EXERCISES:
1 – In the court judgment excerpt, what did the Food Inspector purchase from the applicant's shop as a sample for analysis?
2 – Reproduce the passage of the court judgment excerpt that lies between "1. By way of" and "of three months.", inclusive.

QUOTED PASSAGE:
# # # #

1. By way of present revision application, filed under Section 397 read with Section 401 of the Code of Criminal Procedure, 1973, the applicant has prayed to quash and set aside the judgment and order of dated 12th January, 2004 passed by the learned Additional Sessions Judge, Bharuch, 4th Fast Track Court Judge, Rajpipla in Criminal Appeal No.5 of 1999 confirming the judgment and order dated 30th April, 1999 passed by the learned Judicial Magistrate First Class, Walia in Criminal Case No.1505 of 1994 held the applicant guilty for the offence punishable under Section 16(1) (a)(i) of the Prevention of Food Adulteration Act and ordered to undergo simple imprisonment for a period of six months, and also imposed fine of Rs.1,000/-, and in default of payment of fine, ordered to undergo simple imprisonment for a further period of three months.
2. The short facts of the prosecution case is that the applicant is the owner of grocery shop at Walia and the complainant is Food Inspector. It is the case of the prosecution that that on 03rd December, 1993 at about 14.50 hours visited the shop of the applicant with his Helper and purchased nine packets of Sagar Glucose Biscuit after paying consideration as sample for analysis. It is also the case of the prosecution that after following due procedure of sealing, the sample was sent to the office of Food and Drug Laboratory, Vadodara for analysis. On examination, it was found that the said sample was not as per the standard prescribed under the provisions of the Prevention of Food Adulteration Act and Rules and the same was adulterated. Therefore, after following the due procedure, complaint was filed against the present applicant in the Court of learned Judicial Magistrate First Class at Walia for the offence punishable under Section 7(1)(5) read with Section 16(1)(a)(i) of the Gujarat Prevention of Food Adulteration Act, 1954.
3. Thereafter the learned Magistrate issued summons to the applicant and then charge was framed; however, the applicant denied the case of the prosecution and claimed to be tried. Thereafter, trial against the applicant commenced. After hearing both the sides, the learned Magistrate vide his impugned judgment and order of conviction dated 30th April, 1999 convicted the applicant for the offence punishable under Section 7(1)(5) read with Section 16(1)(a)(i) of the Gujarat Prevention of Food Adulteration Act, 1954 as stated above.
4. Being aggrieved by and dissatisfied with the said impugned judgment and order of conviction, the applicant has preferred Criminal Appeal No.05 of 1999 in the Court of Sessions Judge at Bharuch. After appreciating the evidence produced on record and after perusing the judgment and order of trial Court, the learned Additional Sessions Judge, Bharuch, Fourth Fast Track Court Judge at Rajpipla, vide his impugned judgment and order dated 12th January, 2004 confirmed the judgment and order dated 30th April, 1999 passed by the learned Magistrate and dismissed the appeal of the present applicant.
5. Being aggrieved by and dissatisfied with both the impugned judgment and orders of conviction, the applicant has preferred the present revision application.

# # # #

RECORDS SHOWN:
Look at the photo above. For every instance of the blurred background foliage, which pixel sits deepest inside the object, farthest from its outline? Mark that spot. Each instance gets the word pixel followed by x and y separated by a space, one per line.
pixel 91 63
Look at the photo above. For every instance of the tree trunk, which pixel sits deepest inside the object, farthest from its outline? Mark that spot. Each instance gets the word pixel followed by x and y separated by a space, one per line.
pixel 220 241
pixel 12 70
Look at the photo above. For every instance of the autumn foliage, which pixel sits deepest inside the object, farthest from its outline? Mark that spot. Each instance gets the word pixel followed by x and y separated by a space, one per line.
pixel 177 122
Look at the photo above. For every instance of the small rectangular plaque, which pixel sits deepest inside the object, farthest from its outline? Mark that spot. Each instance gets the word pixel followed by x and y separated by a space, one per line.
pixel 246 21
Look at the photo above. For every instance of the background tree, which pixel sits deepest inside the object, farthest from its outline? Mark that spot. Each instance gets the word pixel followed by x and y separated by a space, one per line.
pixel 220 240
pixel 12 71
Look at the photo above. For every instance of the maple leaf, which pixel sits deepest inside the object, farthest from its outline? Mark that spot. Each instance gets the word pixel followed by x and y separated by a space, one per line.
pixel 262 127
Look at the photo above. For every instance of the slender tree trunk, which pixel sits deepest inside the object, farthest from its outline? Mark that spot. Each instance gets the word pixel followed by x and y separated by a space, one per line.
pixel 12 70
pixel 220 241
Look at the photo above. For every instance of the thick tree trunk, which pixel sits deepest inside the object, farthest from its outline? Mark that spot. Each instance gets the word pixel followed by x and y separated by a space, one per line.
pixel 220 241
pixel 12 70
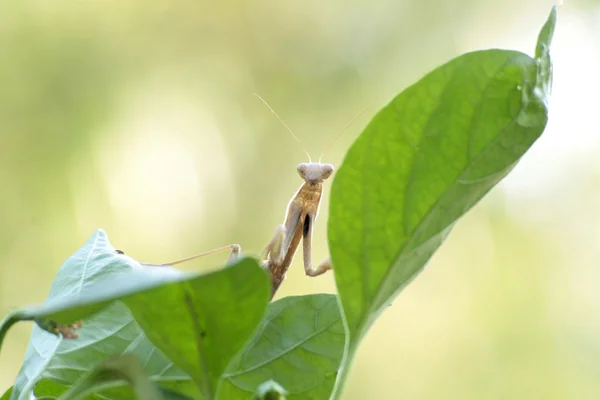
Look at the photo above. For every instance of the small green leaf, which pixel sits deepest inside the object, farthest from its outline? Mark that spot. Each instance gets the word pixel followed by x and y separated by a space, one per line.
pixel 119 368
pixel 299 345
pixel 7 394
pixel 270 390
pixel 202 324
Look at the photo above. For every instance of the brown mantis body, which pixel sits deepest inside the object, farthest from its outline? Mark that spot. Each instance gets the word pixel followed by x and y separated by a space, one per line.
pixel 301 212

# # # #

EXERCISE RESPONSES:
1 – Nine packets of Sagar Glucose Biscuit.

2 –
1. By way of present revision application, filed under Section 397 read with Section 401 of the Code of Criminal Procedure, 1973, the applicant has prayed to quash and set aside the judgment and order of dated 12th January, 2004 passed by the learned Additional Sessions Judge, Bharuch, 4th Fast Track Court Judge, Rajpipla in Criminal Appeal No.5 of 1999 confirming the judgment and order dated 30th April, 1999 passed by the learned Judicial Magistrate First Class, Walia in Criminal Case No.1505 of 1994 held the applicant guilty for the offence punishable under Section 16(1) (a)(i) of the Prevention of Food Adulteration Act and ordered to undergo simple imprisonment for a period of six months, and also imposed fine of Rs.1,000/-, and in default of payment of fine, ordered to undergo simple imprisonment for a further period of three months.